**PROBLEM STATEMENT**. Rewrite the lines below, switching "even-odd rule" to "nonzero winding rule" and leaving everything else unchanged.

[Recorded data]

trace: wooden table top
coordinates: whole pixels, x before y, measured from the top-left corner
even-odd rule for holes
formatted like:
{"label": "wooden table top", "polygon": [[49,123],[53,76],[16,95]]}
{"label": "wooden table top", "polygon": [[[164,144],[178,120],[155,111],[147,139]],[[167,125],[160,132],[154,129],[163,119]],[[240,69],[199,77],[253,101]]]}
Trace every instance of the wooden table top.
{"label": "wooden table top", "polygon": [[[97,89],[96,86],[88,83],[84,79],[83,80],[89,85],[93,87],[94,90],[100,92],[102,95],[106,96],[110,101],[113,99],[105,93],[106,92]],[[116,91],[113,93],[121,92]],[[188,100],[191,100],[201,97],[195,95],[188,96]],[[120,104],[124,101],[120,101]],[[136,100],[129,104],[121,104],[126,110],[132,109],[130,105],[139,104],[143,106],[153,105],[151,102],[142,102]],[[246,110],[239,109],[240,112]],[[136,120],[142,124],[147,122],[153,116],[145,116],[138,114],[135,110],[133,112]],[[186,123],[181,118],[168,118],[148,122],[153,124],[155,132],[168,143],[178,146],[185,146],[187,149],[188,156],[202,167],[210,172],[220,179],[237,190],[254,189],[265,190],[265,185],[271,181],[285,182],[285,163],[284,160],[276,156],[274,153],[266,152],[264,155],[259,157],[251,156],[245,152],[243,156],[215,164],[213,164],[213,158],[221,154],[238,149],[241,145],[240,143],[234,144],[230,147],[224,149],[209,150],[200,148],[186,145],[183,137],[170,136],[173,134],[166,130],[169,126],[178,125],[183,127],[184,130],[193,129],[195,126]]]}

**EXERCISE RESPONSE**.
trace: wooden table top
coordinates: whole pixels, x before y, measured from the top-left corner
nonzero winding rule for holes
formatted like:
{"label": "wooden table top", "polygon": [[49,123],[53,76],[16,95]]}
{"label": "wooden table top", "polygon": [[[164,144],[178,120],[155,111],[147,139]],[[167,125],[160,132],[154,129],[163,119]],[[240,69],[199,77],[253,101]]]}
Trace every instance of the wooden table top.
{"label": "wooden table top", "polygon": [[[97,89],[96,86],[88,83],[84,79],[83,80],[89,85],[93,87],[94,90],[100,92],[102,95],[106,96],[110,101],[113,99],[105,93],[106,92]],[[116,91],[113,93],[121,92]],[[188,100],[191,100],[201,97],[195,95],[188,96]],[[120,104],[124,101],[120,101]],[[136,100],[129,104],[121,104],[126,110],[132,109],[130,105],[139,104],[143,106],[153,105],[151,102],[142,102]],[[246,110],[239,109],[240,112]],[[136,120],[142,124],[147,122],[153,116],[145,116],[138,114],[135,110],[133,112]],[[186,123],[181,118],[168,118],[148,122],[153,124],[155,132],[168,143],[178,146],[185,146],[187,149],[188,156],[202,167],[210,172],[220,179],[237,190],[254,189],[265,190],[265,185],[271,181],[285,182],[285,163],[284,160],[276,156],[274,153],[266,152],[264,155],[259,157],[251,156],[245,152],[243,156],[215,164],[213,164],[213,158],[221,154],[238,149],[241,145],[240,143],[234,144],[230,147],[224,149],[209,150],[200,148],[186,145],[183,137],[170,136],[173,134],[166,130],[169,126],[178,125],[183,127],[184,130],[193,129],[195,126]]]}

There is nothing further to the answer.